(TASK DATA)

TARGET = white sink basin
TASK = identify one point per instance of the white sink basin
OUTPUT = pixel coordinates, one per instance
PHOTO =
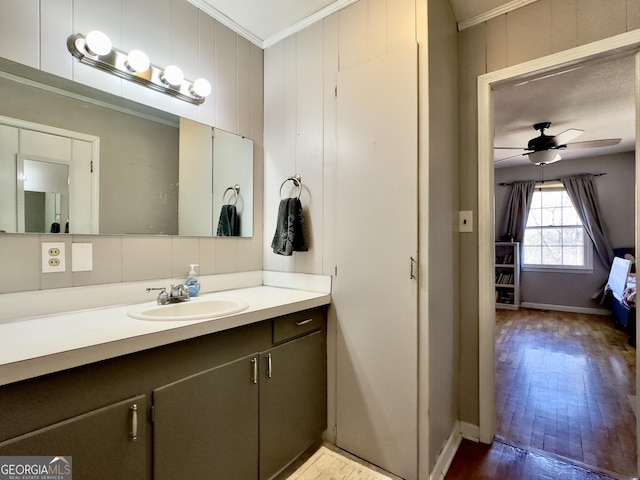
(191, 310)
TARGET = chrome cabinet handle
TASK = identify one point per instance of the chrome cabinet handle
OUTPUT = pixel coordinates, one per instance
(134, 422)
(269, 371)
(254, 370)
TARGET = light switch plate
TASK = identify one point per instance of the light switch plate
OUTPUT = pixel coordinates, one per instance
(466, 221)
(81, 257)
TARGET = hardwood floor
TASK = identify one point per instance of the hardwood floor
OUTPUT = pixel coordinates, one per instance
(499, 461)
(565, 386)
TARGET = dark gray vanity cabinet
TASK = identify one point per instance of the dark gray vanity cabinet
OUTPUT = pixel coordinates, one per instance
(293, 400)
(250, 418)
(238, 404)
(103, 444)
(206, 426)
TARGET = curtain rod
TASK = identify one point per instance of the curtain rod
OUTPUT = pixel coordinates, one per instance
(506, 184)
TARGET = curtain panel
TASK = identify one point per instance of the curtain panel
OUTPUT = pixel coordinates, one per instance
(515, 219)
(583, 195)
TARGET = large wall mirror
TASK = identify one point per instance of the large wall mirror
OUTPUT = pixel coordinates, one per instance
(145, 171)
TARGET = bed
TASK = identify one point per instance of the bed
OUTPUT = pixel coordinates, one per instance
(621, 296)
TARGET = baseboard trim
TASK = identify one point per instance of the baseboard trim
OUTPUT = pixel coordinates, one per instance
(566, 308)
(447, 453)
(469, 431)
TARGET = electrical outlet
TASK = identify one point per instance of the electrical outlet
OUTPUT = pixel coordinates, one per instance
(466, 221)
(53, 258)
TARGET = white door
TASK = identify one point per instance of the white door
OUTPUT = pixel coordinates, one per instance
(377, 237)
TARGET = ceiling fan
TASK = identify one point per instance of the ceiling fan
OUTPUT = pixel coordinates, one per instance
(543, 149)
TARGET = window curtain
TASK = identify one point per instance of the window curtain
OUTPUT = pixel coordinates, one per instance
(515, 219)
(583, 195)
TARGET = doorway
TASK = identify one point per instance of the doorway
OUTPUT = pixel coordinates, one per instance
(554, 64)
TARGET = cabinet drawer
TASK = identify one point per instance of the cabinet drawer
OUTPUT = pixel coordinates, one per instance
(296, 324)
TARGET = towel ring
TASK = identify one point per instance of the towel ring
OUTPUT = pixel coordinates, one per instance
(235, 189)
(297, 181)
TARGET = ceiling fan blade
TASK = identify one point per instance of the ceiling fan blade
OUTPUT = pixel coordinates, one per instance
(509, 158)
(565, 137)
(605, 142)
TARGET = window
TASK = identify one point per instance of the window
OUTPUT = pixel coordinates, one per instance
(554, 236)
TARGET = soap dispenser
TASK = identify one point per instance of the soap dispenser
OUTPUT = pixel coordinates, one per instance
(192, 282)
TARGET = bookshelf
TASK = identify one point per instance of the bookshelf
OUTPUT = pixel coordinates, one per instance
(507, 275)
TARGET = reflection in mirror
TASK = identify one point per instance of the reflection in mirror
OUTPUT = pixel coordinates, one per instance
(136, 181)
(201, 214)
(232, 184)
(45, 198)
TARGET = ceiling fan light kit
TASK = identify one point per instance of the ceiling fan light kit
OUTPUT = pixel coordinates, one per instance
(543, 149)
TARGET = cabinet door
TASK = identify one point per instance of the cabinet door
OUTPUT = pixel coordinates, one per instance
(375, 295)
(293, 401)
(206, 426)
(100, 443)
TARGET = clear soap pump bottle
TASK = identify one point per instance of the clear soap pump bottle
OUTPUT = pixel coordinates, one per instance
(192, 282)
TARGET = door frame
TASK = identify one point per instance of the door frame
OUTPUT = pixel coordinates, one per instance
(623, 44)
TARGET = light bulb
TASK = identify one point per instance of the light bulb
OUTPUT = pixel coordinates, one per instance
(201, 88)
(98, 43)
(173, 76)
(138, 61)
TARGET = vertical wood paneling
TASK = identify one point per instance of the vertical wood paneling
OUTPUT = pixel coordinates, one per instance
(257, 128)
(597, 19)
(20, 20)
(496, 41)
(473, 46)
(529, 32)
(289, 129)
(273, 146)
(226, 93)
(207, 67)
(330, 209)
(9, 146)
(56, 26)
(309, 141)
(401, 24)
(244, 87)
(377, 29)
(564, 28)
(354, 33)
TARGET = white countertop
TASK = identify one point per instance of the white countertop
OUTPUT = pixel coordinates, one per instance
(45, 344)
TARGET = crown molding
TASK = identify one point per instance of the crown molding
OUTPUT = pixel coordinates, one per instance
(207, 8)
(496, 12)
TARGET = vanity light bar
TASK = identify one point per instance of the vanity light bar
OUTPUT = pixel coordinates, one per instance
(95, 49)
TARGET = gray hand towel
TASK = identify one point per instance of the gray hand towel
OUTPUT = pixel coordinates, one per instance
(290, 232)
(229, 222)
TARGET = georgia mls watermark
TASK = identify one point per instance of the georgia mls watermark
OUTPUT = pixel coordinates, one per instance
(35, 468)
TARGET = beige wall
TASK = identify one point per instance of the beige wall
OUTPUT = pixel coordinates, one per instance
(533, 31)
(34, 32)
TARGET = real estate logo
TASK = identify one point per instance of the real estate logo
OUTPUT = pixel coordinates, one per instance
(36, 468)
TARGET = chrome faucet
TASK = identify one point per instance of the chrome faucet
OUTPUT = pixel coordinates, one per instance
(177, 293)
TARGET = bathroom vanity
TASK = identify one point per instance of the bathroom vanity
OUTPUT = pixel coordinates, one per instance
(239, 397)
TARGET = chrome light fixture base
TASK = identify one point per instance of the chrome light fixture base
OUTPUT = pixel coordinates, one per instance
(116, 63)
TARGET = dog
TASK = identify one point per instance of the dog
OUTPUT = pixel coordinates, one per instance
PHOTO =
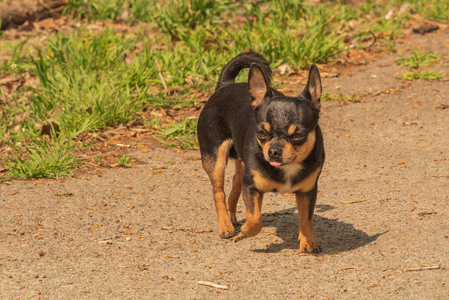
(275, 140)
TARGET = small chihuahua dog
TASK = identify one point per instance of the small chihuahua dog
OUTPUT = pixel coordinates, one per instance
(275, 140)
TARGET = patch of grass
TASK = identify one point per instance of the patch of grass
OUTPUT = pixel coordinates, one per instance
(124, 161)
(181, 134)
(91, 80)
(41, 157)
(425, 75)
(420, 58)
(437, 10)
(340, 97)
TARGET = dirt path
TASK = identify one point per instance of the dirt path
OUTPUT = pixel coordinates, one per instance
(151, 232)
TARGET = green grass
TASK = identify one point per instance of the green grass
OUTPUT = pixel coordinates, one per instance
(90, 80)
(424, 75)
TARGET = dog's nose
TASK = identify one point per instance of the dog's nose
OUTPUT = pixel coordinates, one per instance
(275, 152)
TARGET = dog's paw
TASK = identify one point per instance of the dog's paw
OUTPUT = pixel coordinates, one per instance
(237, 238)
(313, 247)
(226, 234)
(234, 219)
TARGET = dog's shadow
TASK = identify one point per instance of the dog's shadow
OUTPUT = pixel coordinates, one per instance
(333, 236)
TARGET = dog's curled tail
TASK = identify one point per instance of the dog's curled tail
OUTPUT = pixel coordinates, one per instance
(242, 61)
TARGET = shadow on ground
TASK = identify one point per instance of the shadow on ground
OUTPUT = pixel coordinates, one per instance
(333, 236)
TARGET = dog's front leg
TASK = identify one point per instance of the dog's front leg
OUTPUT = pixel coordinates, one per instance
(253, 224)
(306, 206)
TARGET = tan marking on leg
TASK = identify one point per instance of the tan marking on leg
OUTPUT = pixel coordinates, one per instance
(216, 170)
(236, 190)
(253, 204)
(308, 183)
(307, 242)
(291, 129)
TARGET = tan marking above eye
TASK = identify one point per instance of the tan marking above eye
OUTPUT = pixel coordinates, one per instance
(291, 129)
(267, 126)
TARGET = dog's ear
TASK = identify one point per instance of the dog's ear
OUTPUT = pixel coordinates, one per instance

(End TASK DATA)

EXERCISE – With the pictures removed, return the data above word for word.

SOLUTION FOR THIS TASK –
TARGET = white sink basin
TASK = identify one point per instance of the white sink basin
OUTPUT = pixel coordinates, one per instance
PHOTO =
(191, 310)
TARGET = chrome cabinet handle
TASK = identify one point per instance of the chrome cabinet handle
OUTPUT = pixel coordinates, one per instance
(134, 422)
(269, 371)
(254, 370)
TARGET = light switch plate
TASK = identify one point per instance of the light switch plate
OUTPUT = pixel coordinates, one per instance
(466, 221)
(81, 257)
TARGET = hardwood floor
TASK = identify one point per instance of the hardwood floor
OUTPUT = pixel coordinates, one per instance
(499, 461)
(565, 386)
TARGET = dark gray vanity cabinet
TASK = identify one point per instance of the dark gray vanity cabinet
OUTPUT = pixel coordinates, one per instance
(293, 400)
(250, 418)
(238, 404)
(103, 444)
(206, 426)
TARGET = curtain rod
TASK = identify one point per instance of the curtain rod
OUTPUT = pixel coordinates, one per instance
(506, 184)
TARGET = curtain panel
TASK = identify one point per instance of the curtain panel
OUTPUT = pixel coordinates, one per instance
(515, 219)
(583, 195)
TARGET = large wall mirror
TASK = identify one point per instance of the large wall mirror
OUTPUT = pixel coordinates, one per instance
(145, 171)
TARGET = bed
TASK = identify one point per instance of the bed
OUTPUT = pixel coordinates, one per instance
(621, 296)
TARGET = baseboard trim
TASK = identify one point per instance of the baseboard trim
OUTPUT = pixel coordinates, one per instance
(566, 308)
(447, 453)
(469, 431)
TARGET = electrical outlet
TASK = identify one point per instance of the electrical outlet
OUTPUT = pixel coordinates, one per instance
(466, 221)
(53, 258)
TARGET = white door
TASK = identify one point per instance of the white door
OUTPUT = pixel coordinates, one per instance
(377, 237)
TARGET = ceiling fan
TASK = identify one point per instance of the ceiling fan
OUTPUT = pixel coordinates, one per instance
(543, 149)
TARGET = window curtain
TASK = identify one point per instance of the window curtain
OUTPUT = pixel coordinates, one per instance
(515, 219)
(583, 195)
TARGET = doorway
TASK = identify one point per instance of the doorway
OUTPUT = pixel coordinates, one per instance
(554, 64)
TARGET = cabinet drawer
TASK = identify one point per instance of the cabinet drawer
OUTPUT = pixel coordinates, one per instance
(296, 324)
TARGET = towel ring
TASK = identify one point per instance of the towel ring
OUTPUT = pixel coordinates, one per instance
(235, 189)
(297, 181)
TARGET = ceiling fan blade
TASK = identify one point per instance of the ceiling fan blade
OUTPUT = pixel coordinates, one per instance
(509, 158)
(565, 137)
(605, 142)
TARGET = window
TASK = identify one point per instance of the window
OUTPUT = pixel coordinates, one per instance
(554, 236)
TARGET = soap dispenser
TASK = identify one point per instance of the soap dispenser
OUTPUT = pixel coordinates, one per instance
(192, 282)
TARGET = bookshelf
TASK = identify one point per instance of the bookshelf
OUTPUT = pixel coordinates, one per instance
(507, 275)
TARGET = reflection in mirror
TASK = identify one point per instance of the reflection in mirror
OUTPUT = pixel coordinates, one per instance
(136, 181)
(201, 214)
(232, 184)
(45, 198)
TARGET = ceiling fan light kit
TASK = identify one point per instance of the ceiling fan light kit
OUTPUT = pixel coordinates, one per instance
(543, 149)
TARGET = cabinet door
TASK = identify one point per instance of the cabinet door
OUTPUT = pixel coordinates, one per instance
(375, 295)
(293, 401)
(206, 426)
(100, 443)
TARGET = clear soap pump bottle
TASK = identify one point per instance of the clear soap pump bottle
OUTPUT = pixel coordinates, one per instance
(192, 282)
TARGET = door frame
TASK = identify one point per instance of the door frame
OUTPUT = pixel coordinates, one per instance
(623, 44)
TARGET = light bulb
TASK = identify one point per instance of the light bulb
OUTPUT = pixel coordinates, one per instance
(201, 88)
(98, 43)
(173, 76)
(138, 61)
TARGET = vertical wood paneling
TASK = identify one point per instance of the vertical wood paneling
OUTPUT = pixel coordinates, one per instance
(257, 128)
(597, 19)
(20, 20)
(496, 41)
(473, 46)
(529, 32)
(289, 129)
(273, 146)
(226, 93)
(207, 67)
(330, 209)
(9, 146)
(56, 26)
(309, 141)
(401, 24)
(244, 87)
(377, 29)
(564, 28)
(354, 33)
TARGET = white countertop
TASK = identify one point per instance of the white countertop
OUTPUT = pixel coordinates, one per instance
(45, 344)
TARGET = crown molding
TASK = identify one point per instance of the crown molding
OUTPUT = pixel coordinates, one per instance
(207, 8)
(496, 12)
TARGET = vanity light bar
TASK = identify one point per instance of the vanity light bar
OUTPUT = pixel coordinates, one per instance
(95, 49)
TARGET = gray hand towel
TASK = identify one point per instance of the gray hand towel
OUTPUT = pixel coordinates, one per instance
(290, 232)
(229, 222)
TARGET = georgia mls watermark
TASK = identify one point per instance of the georgia mls watermark
OUTPUT = pixel coordinates, one per instance
(35, 468)
TARGET = beige wall
TASK = identify one point per instance of the beige wall
OUTPUT = pixel coordinates, one per instance
(533, 31)
(34, 32)
TARGET = real estate logo
TASK = identify one point per instance of the real estate logo
OUTPUT = pixel coordinates, one per instance
(36, 468)
TARGET = chrome faucet
TASK = identify one point per instance of the chrome faucet
OUTPUT = pixel coordinates, one per instance
(177, 293)
TARGET = bathroom vanity
TASK = identify one point per instance of the bathroom vanity
OUTPUT = pixel coordinates, one per instance
(239, 397)
TARGET = chrome light fixture base
TASK = identify one point per instance of the chrome light fixture base
OUTPUT = pixel coordinates, one per instance
(116, 63)
TARGET = dog
TASK = identify one point per instance of the dog
OUTPUT = pixel coordinates, one per instance
PHOTO =
(275, 140)
TARGET = small chihuahua dog
TASK = identify one point per instance of the small chihuahua dog
OUTPUT = pixel coordinates, one per instance
(275, 140)
TARGET = patch of grass
TASK = identify one point per instance of the patch of grass
OUTPUT = pixel coordinates, one per instance
(124, 161)
(181, 134)
(91, 80)
(41, 157)
(425, 75)
(420, 58)
(437, 10)
(340, 97)
TARGET = dirt path
TASK = identify one point per instance of the dirt path
OUTPUT = pixel coordinates, one per instance
(151, 232)
TARGET = green grass
TASK = identify one point per instance of the green grass
OUTPUT = pixel coordinates, one per instance
(90, 80)
(424, 75)
TARGET = dog's nose
TASK = identify one point per instance of the dog's nose
OUTPUT = pixel coordinates, one per instance
(275, 152)
TARGET = dog's paw
TASK = identify one point per instance of the dog's paw
OUTPUT = pixel coordinates, one per instance
(237, 238)
(313, 247)
(226, 234)
(234, 219)
TARGET = dog's shadow
TASK = identify one point per instance of the dog's shadow
OUTPUT = pixel coordinates, one per instance
(333, 236)
TARGET = dog's curled tail
TASK = identify one point per instance of the dog's curled tail
OUTPUT = pixel coordinates, one per instance
(242, 61)
TARGET = shadow on ground
TASK = identify one point per instance of the shadow on ground
OUTPUT = pixel coordinates, one per instance
(333, 236)
TARGET = dog's front leg
TASK = identify one point per instance of the dog's front leg
OUTPUT = pixel coordinates, one per instance
(253, 224)
(306, 206)
TARGET = tan marking on leg
TASK = identify one point per instance of the tan marking on leg
OUTPUT = pixel coordinates, one per instance
(216, 170)
(236, 190)
(253, 204)
(308, 183)
(307, 242)
(291, 129)
TARGET = tan marking above eye
TASK = identify one point per instance of the tan marking above eye
OUTPUT = pixel coordinates, one per instance
(291, 129)
(267, 126)
TARGET = dog's ear
TASK = identify one point per instance of the dog's ear
OUTPUT = pixel coordinates, one per instance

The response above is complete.